* BEGIN *

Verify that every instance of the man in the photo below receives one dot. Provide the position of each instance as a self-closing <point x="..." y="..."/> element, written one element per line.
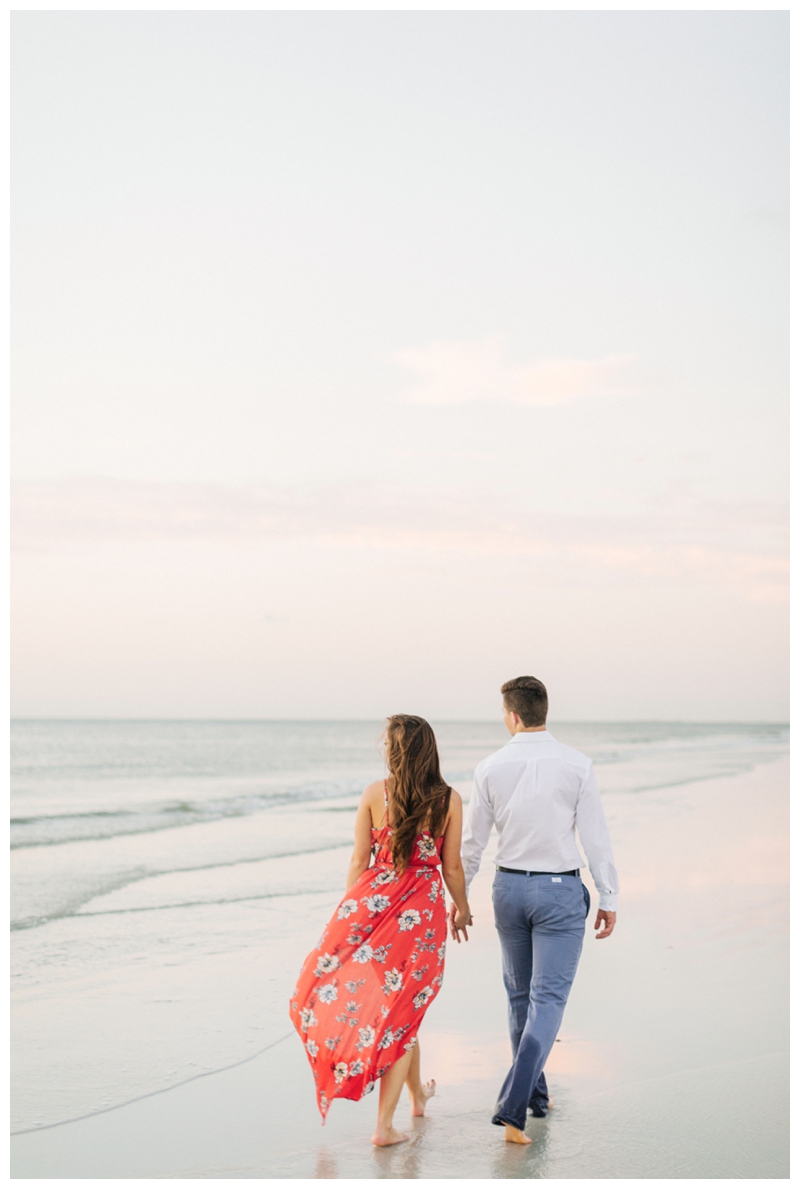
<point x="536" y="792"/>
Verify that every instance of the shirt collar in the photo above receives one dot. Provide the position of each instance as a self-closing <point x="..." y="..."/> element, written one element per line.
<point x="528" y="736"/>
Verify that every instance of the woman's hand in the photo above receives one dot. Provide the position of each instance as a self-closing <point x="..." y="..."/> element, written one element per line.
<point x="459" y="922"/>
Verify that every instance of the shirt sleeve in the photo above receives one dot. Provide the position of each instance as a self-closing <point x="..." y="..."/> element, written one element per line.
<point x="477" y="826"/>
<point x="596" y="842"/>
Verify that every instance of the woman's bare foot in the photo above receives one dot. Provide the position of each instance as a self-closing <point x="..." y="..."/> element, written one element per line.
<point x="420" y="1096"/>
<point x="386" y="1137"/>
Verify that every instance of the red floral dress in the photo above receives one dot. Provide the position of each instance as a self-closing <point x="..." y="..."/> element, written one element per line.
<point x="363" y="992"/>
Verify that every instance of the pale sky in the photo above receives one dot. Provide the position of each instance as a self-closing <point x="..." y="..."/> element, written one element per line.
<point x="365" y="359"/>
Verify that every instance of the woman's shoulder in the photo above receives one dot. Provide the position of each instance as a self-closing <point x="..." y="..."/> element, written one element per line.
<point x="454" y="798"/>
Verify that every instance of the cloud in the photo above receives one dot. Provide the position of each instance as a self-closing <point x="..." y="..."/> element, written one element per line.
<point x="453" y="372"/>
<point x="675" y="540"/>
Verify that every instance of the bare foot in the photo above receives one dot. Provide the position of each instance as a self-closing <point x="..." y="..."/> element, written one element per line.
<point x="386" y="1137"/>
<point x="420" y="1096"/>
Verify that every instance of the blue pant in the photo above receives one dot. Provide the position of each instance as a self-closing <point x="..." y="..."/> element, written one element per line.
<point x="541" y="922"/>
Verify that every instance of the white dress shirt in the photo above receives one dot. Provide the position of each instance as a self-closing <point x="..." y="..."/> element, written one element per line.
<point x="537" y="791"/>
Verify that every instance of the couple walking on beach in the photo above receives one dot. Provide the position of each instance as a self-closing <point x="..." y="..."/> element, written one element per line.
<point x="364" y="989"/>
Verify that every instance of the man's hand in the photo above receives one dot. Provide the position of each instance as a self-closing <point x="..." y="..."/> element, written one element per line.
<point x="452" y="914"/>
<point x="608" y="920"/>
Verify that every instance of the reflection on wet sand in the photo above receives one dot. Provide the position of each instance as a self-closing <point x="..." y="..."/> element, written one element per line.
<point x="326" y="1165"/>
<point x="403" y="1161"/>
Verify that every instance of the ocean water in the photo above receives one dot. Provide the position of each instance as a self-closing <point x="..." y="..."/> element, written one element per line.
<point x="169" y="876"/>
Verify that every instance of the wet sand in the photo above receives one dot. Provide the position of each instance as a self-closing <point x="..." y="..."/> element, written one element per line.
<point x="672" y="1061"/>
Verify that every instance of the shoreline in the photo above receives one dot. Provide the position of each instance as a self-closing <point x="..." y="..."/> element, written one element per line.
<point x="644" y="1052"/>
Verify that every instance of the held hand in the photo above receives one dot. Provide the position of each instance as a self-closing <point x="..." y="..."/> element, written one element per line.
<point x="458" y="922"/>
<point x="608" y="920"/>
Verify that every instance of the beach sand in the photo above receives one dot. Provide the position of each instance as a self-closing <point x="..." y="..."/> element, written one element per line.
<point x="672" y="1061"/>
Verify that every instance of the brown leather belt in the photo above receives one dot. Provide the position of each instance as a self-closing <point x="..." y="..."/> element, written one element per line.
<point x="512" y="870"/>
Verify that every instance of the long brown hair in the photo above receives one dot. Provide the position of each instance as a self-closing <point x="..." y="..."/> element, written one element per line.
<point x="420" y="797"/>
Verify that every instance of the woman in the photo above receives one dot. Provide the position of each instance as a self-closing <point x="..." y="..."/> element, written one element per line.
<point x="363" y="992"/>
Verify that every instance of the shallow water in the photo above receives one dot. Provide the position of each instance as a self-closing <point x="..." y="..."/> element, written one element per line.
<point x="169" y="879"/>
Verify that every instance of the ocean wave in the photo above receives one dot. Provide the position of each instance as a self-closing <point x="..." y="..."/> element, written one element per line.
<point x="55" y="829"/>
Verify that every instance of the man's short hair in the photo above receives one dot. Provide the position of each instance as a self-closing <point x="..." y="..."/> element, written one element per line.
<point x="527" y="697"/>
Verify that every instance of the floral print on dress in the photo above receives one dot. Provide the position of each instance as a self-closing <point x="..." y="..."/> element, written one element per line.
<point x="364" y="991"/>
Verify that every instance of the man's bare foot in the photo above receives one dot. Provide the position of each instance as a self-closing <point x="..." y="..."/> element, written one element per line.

* END *

YOUR INSTRUCTIONS: Reproduce word for word the stretch of the records from the line containing "Verify that every instance of the man's short" through the end of the records.

THE REPLY:
Verify that every instance of the man's short hair in the photo above receives one dot. Provide the position of each instance as a self-closing <point x="..." y="..."/> element, written one element per line.
<point x="527" y="697"/>
Verify that every instance of the floral print on dress in the photo above receives one dot. Provide the position of each instance as a self-closing <point x="..." y="..."/> element, written one element per line.
<point x="364" y="991"/>
Verify that every instance of the man's bare foot in the photo above receives one dot. Provide the position of each instance as a self-closing <point x="..." y="..."/> element, written one element per line.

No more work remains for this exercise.